- [Problem requirements]
Arrange every line of the material below as a Markdown table with two columns, Row for the row number and Line for the line itself, and skip any blank lines. Leave the pictures out of the table.

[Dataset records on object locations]
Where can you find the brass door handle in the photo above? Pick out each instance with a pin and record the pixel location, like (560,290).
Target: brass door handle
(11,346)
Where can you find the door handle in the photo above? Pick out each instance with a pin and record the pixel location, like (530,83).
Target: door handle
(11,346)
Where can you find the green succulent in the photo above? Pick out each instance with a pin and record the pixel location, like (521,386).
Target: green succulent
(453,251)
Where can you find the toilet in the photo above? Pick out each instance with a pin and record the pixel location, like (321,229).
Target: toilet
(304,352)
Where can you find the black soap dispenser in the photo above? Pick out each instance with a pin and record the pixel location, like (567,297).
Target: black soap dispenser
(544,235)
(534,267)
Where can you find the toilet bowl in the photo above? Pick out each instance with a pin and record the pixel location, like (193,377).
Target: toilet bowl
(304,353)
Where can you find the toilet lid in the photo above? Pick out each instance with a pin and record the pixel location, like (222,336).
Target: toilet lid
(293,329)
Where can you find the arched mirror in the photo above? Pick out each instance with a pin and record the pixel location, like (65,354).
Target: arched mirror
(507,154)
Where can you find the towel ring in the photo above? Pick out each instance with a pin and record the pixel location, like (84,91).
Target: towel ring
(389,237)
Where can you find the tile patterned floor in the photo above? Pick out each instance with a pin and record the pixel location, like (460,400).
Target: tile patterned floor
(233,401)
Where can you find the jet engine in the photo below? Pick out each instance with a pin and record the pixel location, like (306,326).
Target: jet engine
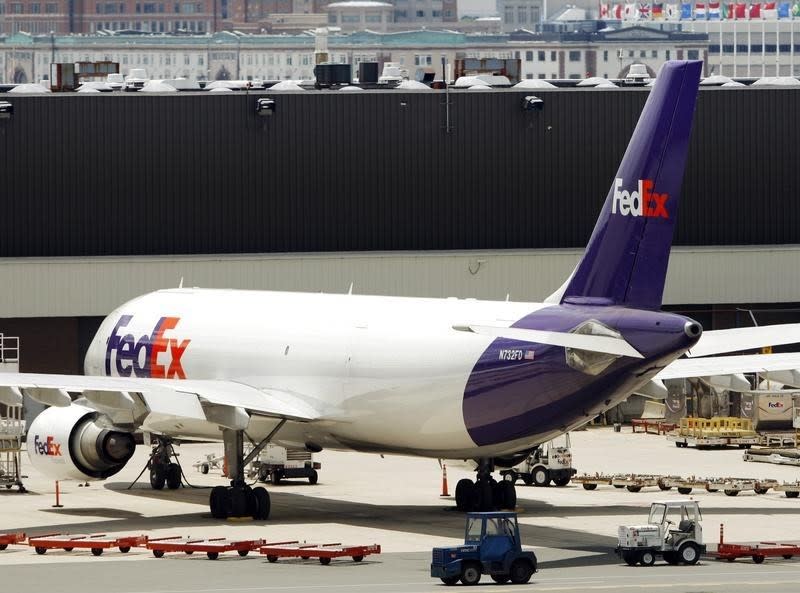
(70,444)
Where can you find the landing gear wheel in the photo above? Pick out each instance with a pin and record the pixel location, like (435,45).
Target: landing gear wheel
(500,579)
(689,553)
(521,571)
(158,476)
(219,501)
(464,495)
(263,503)
(173,476)
(541,477)
(647,558)
(470,573)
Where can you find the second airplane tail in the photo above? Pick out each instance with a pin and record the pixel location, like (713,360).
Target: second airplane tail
(626,259)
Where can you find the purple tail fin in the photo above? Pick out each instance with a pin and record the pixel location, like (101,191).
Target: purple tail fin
(626,259)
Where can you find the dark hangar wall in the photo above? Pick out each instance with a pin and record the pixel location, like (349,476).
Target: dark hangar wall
(331,171)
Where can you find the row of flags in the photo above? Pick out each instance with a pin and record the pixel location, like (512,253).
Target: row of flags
(711,11)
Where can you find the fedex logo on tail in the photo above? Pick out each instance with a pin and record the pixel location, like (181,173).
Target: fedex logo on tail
(641,202)
(155,355)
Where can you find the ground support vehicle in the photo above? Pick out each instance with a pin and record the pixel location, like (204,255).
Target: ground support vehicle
(635,483)
(712,442)
(791,490)
(96,542)
(542,466)
(212,547)
(7,539)
(591,482)
(276,463)
(643,544)
(758,552)
(491,546)
(324,552)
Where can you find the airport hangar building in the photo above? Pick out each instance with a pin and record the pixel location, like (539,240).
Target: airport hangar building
(460,194)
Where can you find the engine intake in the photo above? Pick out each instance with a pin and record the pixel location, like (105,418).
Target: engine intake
(68,443)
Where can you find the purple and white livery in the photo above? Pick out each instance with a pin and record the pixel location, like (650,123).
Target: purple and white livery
(443,378)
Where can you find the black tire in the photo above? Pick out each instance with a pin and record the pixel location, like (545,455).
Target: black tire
(689,553)
(263,503)
(541,476)
(647,558)
(470,573)
(500,579)
(521,571)
(464,495)
(158,476)
(219,502)
(173,476)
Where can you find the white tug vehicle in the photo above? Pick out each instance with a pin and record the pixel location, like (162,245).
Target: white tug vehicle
(673,531)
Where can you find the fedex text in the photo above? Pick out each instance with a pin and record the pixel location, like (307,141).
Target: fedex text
(156,355)
(641,202)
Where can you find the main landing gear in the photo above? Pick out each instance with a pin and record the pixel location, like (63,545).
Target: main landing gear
(239,499)
(485,493)
(163,471)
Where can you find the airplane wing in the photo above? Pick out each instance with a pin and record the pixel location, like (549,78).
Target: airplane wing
(595,343)
(727,365)
(744,338)
(224,402)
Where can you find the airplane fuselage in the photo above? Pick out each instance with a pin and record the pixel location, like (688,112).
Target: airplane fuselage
(388,374)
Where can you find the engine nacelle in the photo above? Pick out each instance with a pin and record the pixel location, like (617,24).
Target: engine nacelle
(69,444)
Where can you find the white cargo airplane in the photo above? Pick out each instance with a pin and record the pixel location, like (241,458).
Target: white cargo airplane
(442,378)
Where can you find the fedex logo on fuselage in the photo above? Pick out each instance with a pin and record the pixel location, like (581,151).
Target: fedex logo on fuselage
(641,202)
(156,356)
(49,446)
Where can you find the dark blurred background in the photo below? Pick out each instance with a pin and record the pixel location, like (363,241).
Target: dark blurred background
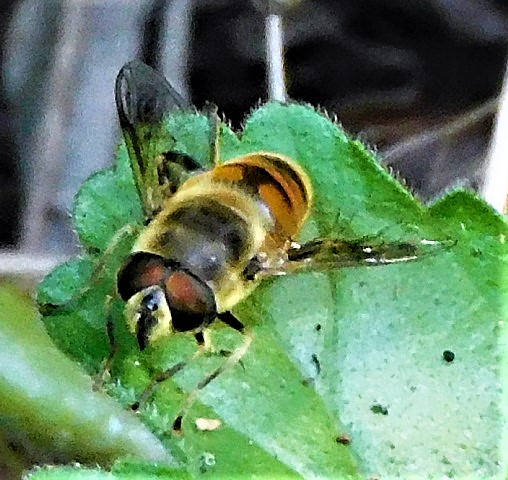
(417,79)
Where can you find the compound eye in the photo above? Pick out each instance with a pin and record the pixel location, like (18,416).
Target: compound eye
(190,300)
(142,270)
(153,300)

- [Completed exercise]
| Row | Line |
|---|---|
| 1 | Where can you find the brass door handle in the photo above? Pick out each instance with a pin and record the pixel location, like (560,290). |
| 2 | Target: brass door handle |
| 3 | (11,346) |
| 4 | Where can you find the door handle in the photo above? Pick out each instance with a pin and record the pixel location, like (530,83). |
| 5 | Target: door handle |
| 6 | (11,346) |
| 7 | Where can you find the green succulent in the photo above? Pick out each instance with a pin and record the pixel location, like (521,386). |
| 8 | Target: green succulent |
| 9 | (453,251) |
| 10 | Where can you find the toilet in the photo above? Pick out each instance with a pin and record the pixel location, like (321,229). |
| 11 | Target: toilet |
| 12 | (304,352) |
| 13 | Where can you find the black soap dispenser in the photo above? Pick out each instance with a pin and record the pixel location, like (567,297). |
| 14 | Target: black soap dispenser |
| 15 | (544,235) |
| 16 | (534,267) |
| 17 | Where can you find the toilet bowl in the photo above? Pick out each instance with a pin and record the pixel location, like (193,377). |
| 18 | Target: toilet bowl |
| 19 | (304,353) |
| 20 | Where can you find the toilet lid in the photo above? Pick out each instance with a pin and record the pixel location, like (222,336). |
| 21 | Target: toilet lid |
| 22 | (293,329) |
| 23 | Where can you find the arched mirror in the photo above? Pick out each instance with a pin and record the pixel location, like (65,354). |
| 24 | Target: arched mirror |
| 25 | (507,154) |
| 26 | Where can you find the towel ring in the photo above? Pick out each instance with a pin and record the pixel location, like (84,91). |
| 27 | Target: towel ring |
| 28 | (389,237) |
| 29 | Where can you find the tile patterned floor in the photo above? Pick out each instance with a pin and record the pixel location, like (460,400). |
| 30 | Target: tile patterned floor |
| 31 | (233,401) |
| 32 | Where can you find the jet engine in the photo below? Pick out each instance with a pin and record the pixel location, like (306,326). |
| 33 | Target: jet engine |
| 34 | (70,444) |
| 35 | Where can you find the landing gear wheel in the photo above? Pick out each instance with a pin and record the pixel location, like (435,45). |
| 36 | Target: landing gear wheel |
| 37 | (500,579) |
| 38 | (689,553) |
| 39 | (521,571) |
| 40 | (158,476) |
| 41 | (219,501) |
| 42 | (464,495) |
| 43 | (263,503) |
| 44 | (173,476) |
| 45 | (541,477) |
| 46 | (647,558) |
| 47 | (470,573) |
| 48 | Where can you find the second airplane tail in the photo above? Pick out each instance with a pin and record the pixel location, like (713,360). |
| 49 | Target: second airplane tail |
| 50 | (626,259) |
| 51 | Where can you find the purple tail fin in the photo above? Pick out each instance with a pin and record the pixel location, like (101,191). |
| 52 | Target: purple tail fin |
| 53 | (626,259) |
| 54 | Where can you find the dark hangar wall in the photo above? Pick out each instance with a pin and record the pixel location, like (349,476). |
| 55 | Target: dark hangar wall |
| 56 | (331,171) |
| 57 | Where can you find the row of flags in the photo above? Pick out each instance with a pin and record the pixel location, like (512,253). |
| 58 | Target: row of flags |
| 59 | (711,11) |
| 60 | Where can you find the fedex logo on tail in the photo above? Pick out each instance with a pin and record the pixel location, like (181,173). |
| 61 | Target: fedex logo on tail |
| 62 | (641,202) |
| 63 | (155,355) |
| 64 | Where can you find the ground support vehicle in the photo above? Pick out each instance with a pin and record the pixel location, like (204,255). |
| 65 | Target: ground support vehicle |
| 66 | (635,483) |
| 67 | (712,442) |
| 68 | (791,490) |
| 69 | (96,542) |
| 70 | (542,466) |
| 71 | (212,547) |
| 72 | (7,539) |
| 73 | (591,482) |
| 74 | (276,463) |
| 75 | (643,544) |
| 76 | (758,552) |
| 77 | (491,546) |
| 78 | (324,552) |
| 79 | Where can you find the airport hangar building in the photo above? Pick out each instance with a pin and record the pixel location, like (539,240). |
| 80 | Target: airport hangar building |
| 81 | (460,194) |
| 82 | Where can you find the engine intake in the photo above? Pick out each instance with a pin and record the pixel location, like (105,418). |
| 83 | Target: engine intake |
| 84 | (68,443) |
| 85 | Where can you find the purple and white livery in the photo above? Pick out each instance with a pin and record the pixel location, like (650,123). |
| 86 | Target: purple and white livery |
| 87 | (443,378) |
| 88 | Where can you find the black tire in the photo above? Pick out each instance with a pin and record the pixel location, like (545,455). |
| 89 | Target: black tire |
| 90 | (689,553) |
| 91 | (263,503) |
| 92 | (541,476) |
| 93 | (647,558) |
| 94 | (470,573) |
| 95 | (500,579) |
| 96 | (521,571) |
| 97 | (464,495) |
| 98 | (158,476) |
| 99 | (219,502) |
| 100 | (173,476) |
| 101 | Where can you find the white tug vehicle in the photo above? Pick out each instance with a pin and record the pixel location, like (162,245). |
| 102 | Target: white tug vehicle |
| 103 | (673,531) |
| 104 | Where can you find the fedex text in the photo above? Pick out each instance with a pin and record the pixel location, like (307,141). |
| 105 | Target: fedex text |
| 106 | (156,355) |
| 107 | (641,202) |
| 108 | Where can you find the main landing gear in the photo above? Pick out each instance with a pin and record the pixel location, like (63,545). |
| 109 | Target: main landing gear |
| 110 | (239,499) |
| 111 | (485,493) |
| 112 | (163,471) |
| 113 | Where can you find the airplane wing in the photo above? Pick out each instance with a pin and record the pixel location, like (549,78). |
| 114 | Target: airplane wing |
| 115 | (595,343) |
| 116 | (727,365) |
| 117 | (744,338) |
| 118 | (224,402) |
| 119 | Where can you find the airplane fuselage in the photo above? Pick out each instance with a pin and record the pixel location, like (688,112). |
| 120 | Target: airplane fuselage |
| 121 | (388,374) |
| 122 | Where can you find the engine nacelle in the photo above? Pick out each instance with a pin and record the pixel location, like (617,24). |
| 123 | Target: engine nacelle |
| 124 | (69,444) |
| 125 | Where can you find the white cargo airplane in the photo above? Pick out each instance with a pin and record the pixel location, like (241,458). |
| 126 | Target: white cargo airplane |
| 127 | (442,378) |
| 128 | Where can you find the fedex logo on fuselage in the photo above? Pick out each instance with a pin and record the pixel location, like (581,151). |
| 129 | Target: fedex logo on fuselage |
| 130 | (641,202) |
| 131 | (156,356) |
| 132 | (49,446) |
| 133 | Where can you find the dark blurred background in the photo below? Pick out each instance with a pin and record the pixel location, like (363,241). |
| 134 | Target: dark blurred background |
| 135 | (417,79) |
| 136 | Where can you find the compound eye in the photo above? Pick out each instance with a pin and record the pixel location, like (18,416). |
| 137 | Target: compound eye |
| 138 | (190,300) |
| 139 | (142,270) |
| 140 | (153,300) |